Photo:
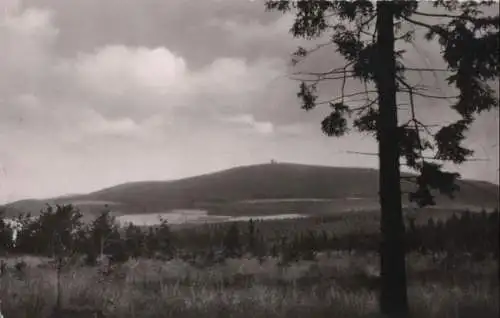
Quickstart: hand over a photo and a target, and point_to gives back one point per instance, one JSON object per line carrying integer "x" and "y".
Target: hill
{"x": 257, "y": 190}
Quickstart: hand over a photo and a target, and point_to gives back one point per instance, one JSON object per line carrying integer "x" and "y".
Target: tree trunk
{"x": 393, "y": 295}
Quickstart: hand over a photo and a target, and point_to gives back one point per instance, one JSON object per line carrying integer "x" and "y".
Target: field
{"x": 334, "y": 283}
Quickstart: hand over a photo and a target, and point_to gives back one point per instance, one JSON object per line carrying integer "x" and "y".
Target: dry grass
{"x": 337, "y": 285}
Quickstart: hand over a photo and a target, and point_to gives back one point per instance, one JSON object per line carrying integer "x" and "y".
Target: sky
{"x": 95, "y": 93}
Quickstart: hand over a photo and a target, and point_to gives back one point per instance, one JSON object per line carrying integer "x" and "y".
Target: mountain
{"x": 257, "y": 190}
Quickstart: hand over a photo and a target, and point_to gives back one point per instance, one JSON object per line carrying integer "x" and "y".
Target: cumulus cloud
{"x": 158, "y": 90}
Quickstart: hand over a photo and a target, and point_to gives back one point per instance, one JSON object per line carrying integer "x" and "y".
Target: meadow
{"x": 334, "y": 281}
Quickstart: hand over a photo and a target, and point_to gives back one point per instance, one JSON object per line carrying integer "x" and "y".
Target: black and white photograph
{"x": 249, "y": 158}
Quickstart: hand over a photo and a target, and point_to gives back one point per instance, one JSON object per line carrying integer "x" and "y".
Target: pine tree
{"x": 365, "y": 33}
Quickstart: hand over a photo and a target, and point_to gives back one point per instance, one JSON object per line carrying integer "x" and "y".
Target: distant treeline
{"x": 59, "y": 231}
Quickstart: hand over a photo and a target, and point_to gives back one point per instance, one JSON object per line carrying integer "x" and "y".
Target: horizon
{"x": 59, "y": 196}
{"x": 89, "y": 102}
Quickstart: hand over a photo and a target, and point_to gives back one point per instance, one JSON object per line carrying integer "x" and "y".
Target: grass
{"x": 335, "y": 285}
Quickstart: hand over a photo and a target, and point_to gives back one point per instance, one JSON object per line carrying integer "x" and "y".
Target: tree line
{"x": 60, "y": 232}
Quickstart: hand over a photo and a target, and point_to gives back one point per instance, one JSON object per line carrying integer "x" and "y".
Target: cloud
{"x": 263, "y": 127}
{"x": 96, "y": 93}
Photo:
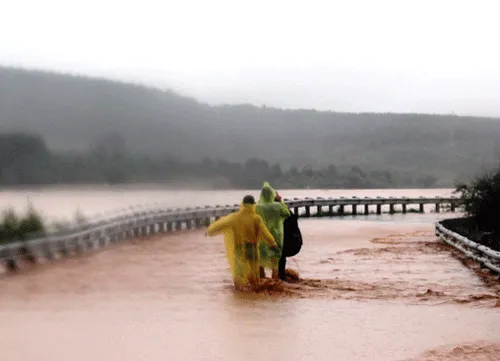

———

TASK DESCRIPTION
Retype all the entries exactly; drop the pictures.

WRITTEN REPLY
Photo:
Quickstart: hand over a photo and a target, and point_to gives back one point per instance, one JSON object per line carrying integer "x" and "y".
Target: hill
{"x": 257, "y": 190}
Quickstart: hand over a photo and a target, and point_to gives back one point per instance, one JSON object per line carrying integer "x" and "y".
Target: tree trunk
{"x": 393, "y": 295}
Quickstart: hand over a photo and a target, and point_to gives back one point per instance, one JSON object per line carrying integer "x" and "y".
Target: field
{"x": 334, "y": 283}
Quickstart: hand over a photo and a target, and point_to gives back one point per instance, one JSON object per line carrying integer "x" and "y".
Target: dry grass
{"x": 337, "y": 285}
Quickstart: hand over a photo and a target, and point_to gives back one point per instance, one JSON object per line carrying integer "x" and "y".
Target: sky
{"x": 95, "y": 93}
Quickstart: hand over a photo and a target, and point_to gives back one point per instance, one JSON object per line carrying integer "x" and "y".
Target: mountain
{"x": 257, "y": 190}
Quickstart: hand over a photo and a target, and point_to gives back one point per instance, one JSON object per line carrying integer "x" and "y".
Target: cumulus cloud
{"x": 158, "y": 90}
Quickstart: hand over a photo and a target, and point_to gives back one point per instance, one JSON object per line carrying integer "x" and "y".
Target: meadow
{"x": 334, "y": 281}
Quickstart: hand over a photo and a target, and point_to gives back one point per instance, one JSON object per line carrying integer "x" and "y".
Target: black and white photograph
{"x": 249, "y": 158}
Quickstart: hand over a photo and a target, and point_to gives back one point per instance, one JSON object per line carrying integer "x" and "y".
Target: pine tree
{"x": 365, "y": 33}
Quickstart: hand over a photo and a target, and point_to gives back one point per instance, one JSON object per line carrying integer "x" and "y".
Target: distant treeline
{"x": 59, "y": 231}
Quickstart: hand over a photo and a target, and point_to gives back one point per instance, one JSON object per line carrying integer "x" and "y".
Target: horizon
{"x": 59, "y": 196}
{"x": 89, "y": 102}
Quickstart: hand over a photo and a target, and point_to gives back one point per instance, one JSON object per line carrying integer "x" and "y".
Target: grass
{"x": 335, "y": 285}
Quickstart: hand over a photo and a target, and point_to gives back one point per instance, one JSON object per line carrying integer "x" and "y".
Target: tree line
{"x": 60, "y": 232}
Quickstart: hand over a photo and a target, and point_to gives back one point per instance, one JSON object per line carrying integer "x" and "y".
Target: cloud
{"x": 263, "y": 127}
{"x": 96, "y": 93}
Photo:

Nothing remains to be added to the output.